[Excerpts from a dataset]

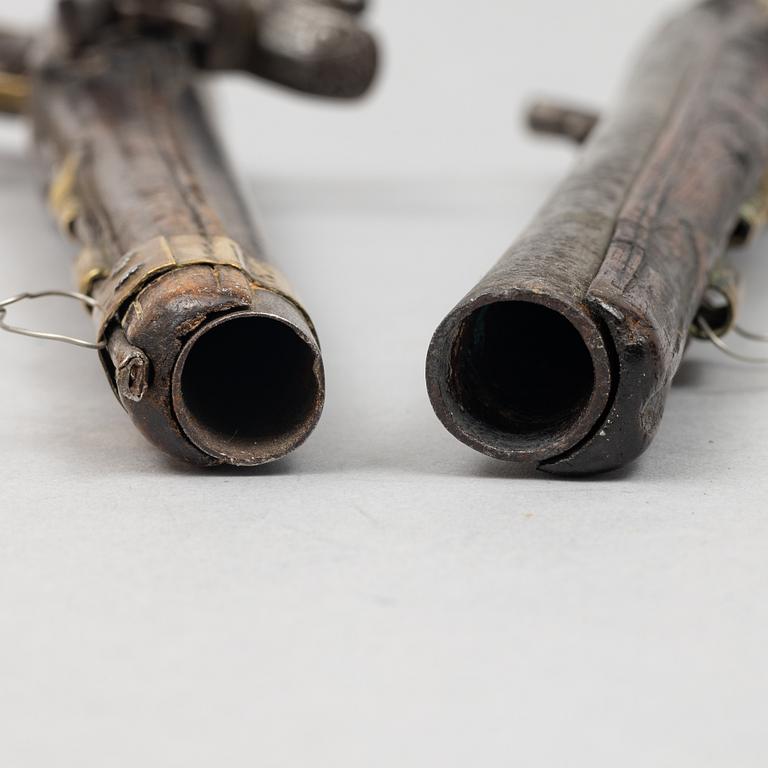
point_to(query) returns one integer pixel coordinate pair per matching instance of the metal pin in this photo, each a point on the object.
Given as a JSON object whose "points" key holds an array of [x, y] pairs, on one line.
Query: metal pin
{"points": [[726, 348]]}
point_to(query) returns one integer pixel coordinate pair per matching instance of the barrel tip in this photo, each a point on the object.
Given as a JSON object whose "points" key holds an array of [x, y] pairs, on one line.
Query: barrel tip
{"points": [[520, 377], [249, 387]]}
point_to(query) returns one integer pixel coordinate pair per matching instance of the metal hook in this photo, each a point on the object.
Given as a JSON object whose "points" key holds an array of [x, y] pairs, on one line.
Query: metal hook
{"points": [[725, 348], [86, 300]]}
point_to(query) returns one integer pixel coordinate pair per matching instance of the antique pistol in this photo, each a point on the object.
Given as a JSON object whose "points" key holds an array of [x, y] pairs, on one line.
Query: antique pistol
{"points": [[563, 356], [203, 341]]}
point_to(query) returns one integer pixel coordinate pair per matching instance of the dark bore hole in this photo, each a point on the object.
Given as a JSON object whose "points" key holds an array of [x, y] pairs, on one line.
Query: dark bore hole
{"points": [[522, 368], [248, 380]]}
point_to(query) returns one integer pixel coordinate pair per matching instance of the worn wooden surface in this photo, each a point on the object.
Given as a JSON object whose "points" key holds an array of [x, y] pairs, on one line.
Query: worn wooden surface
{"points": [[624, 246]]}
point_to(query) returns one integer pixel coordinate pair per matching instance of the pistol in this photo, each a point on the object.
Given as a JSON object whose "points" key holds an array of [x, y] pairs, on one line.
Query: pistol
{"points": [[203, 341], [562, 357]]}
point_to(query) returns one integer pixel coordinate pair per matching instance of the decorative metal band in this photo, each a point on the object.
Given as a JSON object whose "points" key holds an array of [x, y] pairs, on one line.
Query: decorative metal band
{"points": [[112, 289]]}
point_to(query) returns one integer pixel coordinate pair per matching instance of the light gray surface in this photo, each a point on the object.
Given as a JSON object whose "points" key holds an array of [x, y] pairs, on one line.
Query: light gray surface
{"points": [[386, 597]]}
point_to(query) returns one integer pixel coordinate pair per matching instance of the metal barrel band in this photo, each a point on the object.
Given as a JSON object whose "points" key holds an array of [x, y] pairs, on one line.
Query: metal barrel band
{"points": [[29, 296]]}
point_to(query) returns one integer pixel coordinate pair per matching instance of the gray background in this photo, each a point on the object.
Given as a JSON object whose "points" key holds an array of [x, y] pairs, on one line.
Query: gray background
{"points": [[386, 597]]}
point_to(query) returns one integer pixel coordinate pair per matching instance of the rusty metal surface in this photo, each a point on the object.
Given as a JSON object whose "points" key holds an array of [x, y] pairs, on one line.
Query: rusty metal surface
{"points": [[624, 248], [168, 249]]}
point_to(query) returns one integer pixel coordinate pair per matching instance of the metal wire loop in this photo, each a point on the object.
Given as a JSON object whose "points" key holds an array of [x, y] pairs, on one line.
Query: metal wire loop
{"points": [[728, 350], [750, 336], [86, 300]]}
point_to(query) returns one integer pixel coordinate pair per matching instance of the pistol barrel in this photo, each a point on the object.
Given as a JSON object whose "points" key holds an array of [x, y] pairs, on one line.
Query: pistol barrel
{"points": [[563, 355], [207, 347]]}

* * *

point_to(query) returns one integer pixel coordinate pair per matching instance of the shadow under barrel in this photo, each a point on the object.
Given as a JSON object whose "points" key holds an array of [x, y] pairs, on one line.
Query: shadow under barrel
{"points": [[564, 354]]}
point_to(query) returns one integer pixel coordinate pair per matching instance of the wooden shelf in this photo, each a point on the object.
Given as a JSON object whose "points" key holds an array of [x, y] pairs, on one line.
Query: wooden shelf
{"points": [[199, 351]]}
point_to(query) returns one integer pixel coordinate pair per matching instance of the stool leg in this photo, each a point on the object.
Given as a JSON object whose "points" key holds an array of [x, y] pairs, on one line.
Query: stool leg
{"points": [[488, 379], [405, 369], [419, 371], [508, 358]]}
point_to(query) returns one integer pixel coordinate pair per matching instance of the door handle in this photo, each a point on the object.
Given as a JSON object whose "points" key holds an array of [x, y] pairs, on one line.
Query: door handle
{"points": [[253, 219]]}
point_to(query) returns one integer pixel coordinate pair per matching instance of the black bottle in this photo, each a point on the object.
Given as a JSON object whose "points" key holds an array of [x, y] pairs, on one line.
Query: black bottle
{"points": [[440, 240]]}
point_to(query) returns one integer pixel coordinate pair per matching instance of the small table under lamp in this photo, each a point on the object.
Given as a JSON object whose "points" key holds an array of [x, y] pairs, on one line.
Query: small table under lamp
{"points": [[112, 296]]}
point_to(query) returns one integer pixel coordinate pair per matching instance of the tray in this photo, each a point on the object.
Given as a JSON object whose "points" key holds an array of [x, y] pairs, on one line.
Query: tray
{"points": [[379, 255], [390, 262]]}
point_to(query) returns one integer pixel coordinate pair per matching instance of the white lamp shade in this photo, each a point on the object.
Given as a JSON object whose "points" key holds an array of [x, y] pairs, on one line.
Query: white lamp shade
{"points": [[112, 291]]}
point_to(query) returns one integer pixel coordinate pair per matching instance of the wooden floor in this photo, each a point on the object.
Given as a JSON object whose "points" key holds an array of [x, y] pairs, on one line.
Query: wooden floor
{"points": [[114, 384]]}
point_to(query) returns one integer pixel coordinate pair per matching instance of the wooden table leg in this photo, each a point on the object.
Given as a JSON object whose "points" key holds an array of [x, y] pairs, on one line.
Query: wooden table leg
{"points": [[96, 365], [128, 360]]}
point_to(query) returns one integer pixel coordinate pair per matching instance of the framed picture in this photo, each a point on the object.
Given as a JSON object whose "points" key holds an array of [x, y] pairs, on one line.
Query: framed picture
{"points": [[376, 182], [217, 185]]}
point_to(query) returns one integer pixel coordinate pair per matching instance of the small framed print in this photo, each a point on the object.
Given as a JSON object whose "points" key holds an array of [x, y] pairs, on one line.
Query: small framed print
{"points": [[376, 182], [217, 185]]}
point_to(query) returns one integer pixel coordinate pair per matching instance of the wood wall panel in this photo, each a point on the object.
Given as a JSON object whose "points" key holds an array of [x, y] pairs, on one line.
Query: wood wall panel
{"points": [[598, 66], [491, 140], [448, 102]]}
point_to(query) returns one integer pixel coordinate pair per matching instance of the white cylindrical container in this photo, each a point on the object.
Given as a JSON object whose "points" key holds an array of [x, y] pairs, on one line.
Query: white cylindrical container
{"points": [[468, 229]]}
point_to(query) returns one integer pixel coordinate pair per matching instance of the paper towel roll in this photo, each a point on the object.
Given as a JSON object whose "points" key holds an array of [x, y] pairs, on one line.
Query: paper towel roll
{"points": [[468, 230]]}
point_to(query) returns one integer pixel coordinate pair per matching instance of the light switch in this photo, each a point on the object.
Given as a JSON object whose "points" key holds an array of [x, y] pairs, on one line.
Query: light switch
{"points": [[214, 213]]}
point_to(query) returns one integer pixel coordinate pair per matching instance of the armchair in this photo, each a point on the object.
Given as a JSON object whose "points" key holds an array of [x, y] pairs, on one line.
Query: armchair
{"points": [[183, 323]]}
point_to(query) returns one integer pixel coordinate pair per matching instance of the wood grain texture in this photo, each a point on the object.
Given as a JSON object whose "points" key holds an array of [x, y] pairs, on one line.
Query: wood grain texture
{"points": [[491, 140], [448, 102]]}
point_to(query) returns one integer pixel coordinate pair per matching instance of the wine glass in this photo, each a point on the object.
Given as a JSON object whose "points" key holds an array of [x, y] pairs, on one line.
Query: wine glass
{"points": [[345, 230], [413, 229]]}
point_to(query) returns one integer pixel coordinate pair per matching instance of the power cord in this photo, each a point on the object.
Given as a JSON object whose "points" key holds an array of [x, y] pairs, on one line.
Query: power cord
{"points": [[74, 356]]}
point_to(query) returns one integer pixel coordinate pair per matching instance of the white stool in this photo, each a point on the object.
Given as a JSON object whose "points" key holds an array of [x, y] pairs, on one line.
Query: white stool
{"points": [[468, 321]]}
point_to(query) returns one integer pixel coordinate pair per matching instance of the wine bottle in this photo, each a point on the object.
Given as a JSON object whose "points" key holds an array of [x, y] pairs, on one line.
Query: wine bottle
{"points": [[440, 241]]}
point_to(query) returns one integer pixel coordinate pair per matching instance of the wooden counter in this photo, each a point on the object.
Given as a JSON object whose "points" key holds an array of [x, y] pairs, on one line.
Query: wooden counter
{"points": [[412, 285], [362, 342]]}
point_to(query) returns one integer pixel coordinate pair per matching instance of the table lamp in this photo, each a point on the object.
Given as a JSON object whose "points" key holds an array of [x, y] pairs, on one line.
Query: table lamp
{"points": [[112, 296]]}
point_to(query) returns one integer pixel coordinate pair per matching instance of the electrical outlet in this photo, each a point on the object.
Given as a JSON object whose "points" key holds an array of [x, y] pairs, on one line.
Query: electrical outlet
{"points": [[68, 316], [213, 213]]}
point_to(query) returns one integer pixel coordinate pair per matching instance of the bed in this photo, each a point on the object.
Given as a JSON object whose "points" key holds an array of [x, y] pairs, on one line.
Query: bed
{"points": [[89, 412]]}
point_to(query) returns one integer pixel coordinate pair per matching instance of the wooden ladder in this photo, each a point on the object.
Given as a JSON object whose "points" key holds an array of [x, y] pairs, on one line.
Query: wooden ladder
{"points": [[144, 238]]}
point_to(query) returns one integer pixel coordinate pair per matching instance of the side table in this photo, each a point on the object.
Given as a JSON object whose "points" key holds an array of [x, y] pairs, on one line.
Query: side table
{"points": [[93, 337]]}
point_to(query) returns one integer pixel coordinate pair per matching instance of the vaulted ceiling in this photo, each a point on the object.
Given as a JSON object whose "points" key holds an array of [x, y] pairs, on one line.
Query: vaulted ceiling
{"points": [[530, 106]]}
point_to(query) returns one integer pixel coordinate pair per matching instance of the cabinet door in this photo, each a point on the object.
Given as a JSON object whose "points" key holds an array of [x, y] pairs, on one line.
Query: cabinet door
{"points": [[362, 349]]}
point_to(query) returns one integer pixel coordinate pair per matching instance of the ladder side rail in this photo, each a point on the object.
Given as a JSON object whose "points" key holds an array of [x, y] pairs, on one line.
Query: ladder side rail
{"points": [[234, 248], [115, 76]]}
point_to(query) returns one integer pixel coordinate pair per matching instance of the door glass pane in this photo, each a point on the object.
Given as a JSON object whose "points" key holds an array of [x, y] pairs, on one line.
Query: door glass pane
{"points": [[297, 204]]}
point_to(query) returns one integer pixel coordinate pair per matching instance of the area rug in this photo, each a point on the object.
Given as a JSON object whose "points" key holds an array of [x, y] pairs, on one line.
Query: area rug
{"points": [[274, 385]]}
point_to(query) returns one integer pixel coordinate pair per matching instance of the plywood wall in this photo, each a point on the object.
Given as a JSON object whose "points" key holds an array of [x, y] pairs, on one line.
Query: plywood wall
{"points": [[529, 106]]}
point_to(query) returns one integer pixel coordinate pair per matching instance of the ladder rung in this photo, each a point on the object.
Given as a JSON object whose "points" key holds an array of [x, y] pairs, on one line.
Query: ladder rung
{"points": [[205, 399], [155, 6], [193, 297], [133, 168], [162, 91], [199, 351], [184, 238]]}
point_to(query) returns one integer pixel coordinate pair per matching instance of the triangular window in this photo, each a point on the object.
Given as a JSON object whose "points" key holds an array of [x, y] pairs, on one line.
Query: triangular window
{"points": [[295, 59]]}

* * *

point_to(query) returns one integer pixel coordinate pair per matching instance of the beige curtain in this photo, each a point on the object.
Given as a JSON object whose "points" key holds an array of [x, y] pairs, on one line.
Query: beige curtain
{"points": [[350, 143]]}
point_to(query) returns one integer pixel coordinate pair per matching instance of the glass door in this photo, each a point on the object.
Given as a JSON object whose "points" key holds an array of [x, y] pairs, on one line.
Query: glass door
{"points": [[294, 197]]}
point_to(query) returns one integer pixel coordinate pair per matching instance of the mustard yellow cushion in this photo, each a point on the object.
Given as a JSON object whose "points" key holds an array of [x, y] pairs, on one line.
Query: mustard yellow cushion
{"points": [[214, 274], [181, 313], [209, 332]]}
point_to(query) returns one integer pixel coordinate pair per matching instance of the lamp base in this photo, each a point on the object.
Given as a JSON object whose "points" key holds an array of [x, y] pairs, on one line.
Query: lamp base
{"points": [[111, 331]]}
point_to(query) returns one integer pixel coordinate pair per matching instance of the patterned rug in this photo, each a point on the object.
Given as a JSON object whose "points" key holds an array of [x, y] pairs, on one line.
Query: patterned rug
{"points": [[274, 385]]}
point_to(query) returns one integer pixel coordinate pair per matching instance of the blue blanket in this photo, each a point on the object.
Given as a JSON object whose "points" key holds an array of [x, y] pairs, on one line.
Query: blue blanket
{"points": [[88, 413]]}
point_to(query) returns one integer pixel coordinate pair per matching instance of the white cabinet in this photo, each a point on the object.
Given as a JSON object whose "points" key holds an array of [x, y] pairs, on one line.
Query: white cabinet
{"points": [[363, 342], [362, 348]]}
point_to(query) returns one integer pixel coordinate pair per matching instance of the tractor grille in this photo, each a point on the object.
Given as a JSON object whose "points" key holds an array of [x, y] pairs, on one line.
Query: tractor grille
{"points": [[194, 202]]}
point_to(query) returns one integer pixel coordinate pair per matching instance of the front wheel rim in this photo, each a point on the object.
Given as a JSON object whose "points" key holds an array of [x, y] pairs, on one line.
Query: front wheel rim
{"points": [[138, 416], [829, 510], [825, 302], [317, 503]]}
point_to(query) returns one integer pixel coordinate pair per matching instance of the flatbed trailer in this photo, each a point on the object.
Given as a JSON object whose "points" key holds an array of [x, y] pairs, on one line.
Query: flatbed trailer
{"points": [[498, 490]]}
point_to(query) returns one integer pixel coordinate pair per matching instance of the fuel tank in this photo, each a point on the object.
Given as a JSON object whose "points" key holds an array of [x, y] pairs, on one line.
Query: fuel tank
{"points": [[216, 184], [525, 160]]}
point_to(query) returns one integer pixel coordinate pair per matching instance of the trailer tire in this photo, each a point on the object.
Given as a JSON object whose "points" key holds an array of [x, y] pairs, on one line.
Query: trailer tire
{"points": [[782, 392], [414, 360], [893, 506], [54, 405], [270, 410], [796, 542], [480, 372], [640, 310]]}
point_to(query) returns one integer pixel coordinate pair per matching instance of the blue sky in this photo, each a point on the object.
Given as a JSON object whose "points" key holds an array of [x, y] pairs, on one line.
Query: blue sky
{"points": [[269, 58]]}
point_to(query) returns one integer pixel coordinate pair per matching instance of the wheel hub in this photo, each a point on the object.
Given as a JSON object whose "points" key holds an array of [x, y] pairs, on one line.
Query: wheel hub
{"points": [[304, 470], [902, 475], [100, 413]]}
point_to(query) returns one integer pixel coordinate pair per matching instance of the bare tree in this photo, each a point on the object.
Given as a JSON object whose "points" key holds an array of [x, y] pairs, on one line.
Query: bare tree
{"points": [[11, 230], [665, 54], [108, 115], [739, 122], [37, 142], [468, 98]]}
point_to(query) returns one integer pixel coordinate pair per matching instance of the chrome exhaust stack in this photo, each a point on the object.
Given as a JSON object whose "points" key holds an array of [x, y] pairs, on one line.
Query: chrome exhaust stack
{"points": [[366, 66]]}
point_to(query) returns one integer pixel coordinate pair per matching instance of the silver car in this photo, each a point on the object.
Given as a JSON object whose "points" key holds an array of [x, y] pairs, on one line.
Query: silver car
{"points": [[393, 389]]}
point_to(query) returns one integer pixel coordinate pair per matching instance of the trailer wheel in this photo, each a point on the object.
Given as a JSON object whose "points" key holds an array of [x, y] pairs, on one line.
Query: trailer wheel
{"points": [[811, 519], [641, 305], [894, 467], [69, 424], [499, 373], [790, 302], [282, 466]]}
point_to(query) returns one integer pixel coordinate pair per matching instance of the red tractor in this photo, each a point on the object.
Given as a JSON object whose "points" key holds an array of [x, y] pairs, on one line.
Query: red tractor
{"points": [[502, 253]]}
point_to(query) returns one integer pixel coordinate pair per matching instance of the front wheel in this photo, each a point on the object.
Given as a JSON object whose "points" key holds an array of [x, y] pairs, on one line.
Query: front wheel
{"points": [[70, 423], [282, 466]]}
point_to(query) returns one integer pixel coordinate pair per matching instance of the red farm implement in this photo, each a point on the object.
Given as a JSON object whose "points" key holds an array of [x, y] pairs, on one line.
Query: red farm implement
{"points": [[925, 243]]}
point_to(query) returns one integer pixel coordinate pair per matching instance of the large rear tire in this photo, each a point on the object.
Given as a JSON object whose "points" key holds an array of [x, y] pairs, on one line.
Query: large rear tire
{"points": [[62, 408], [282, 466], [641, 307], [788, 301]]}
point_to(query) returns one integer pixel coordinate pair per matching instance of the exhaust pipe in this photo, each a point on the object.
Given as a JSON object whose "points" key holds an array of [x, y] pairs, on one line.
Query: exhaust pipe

EXERCISE REQUIREMENTS: From the records above, print only the lines between the one holding "the metal pin" and the one holding "of the barrel", inclusive, exactly as they stand.

ANSWER SECTION:
point_to(query) returns one integer pixel coordinate pair per matching instance of the metal pin in this photo, each a point on the object.
Given as a JSON object whose "points" key holds an array of [x, y] pairs, on one line.
Query: metal pin
{"points": [[726, 348]]}
point_to(query) returns one integer pixel coordinate pair per matching instance of the barrel tip in this photo, each a point on the object.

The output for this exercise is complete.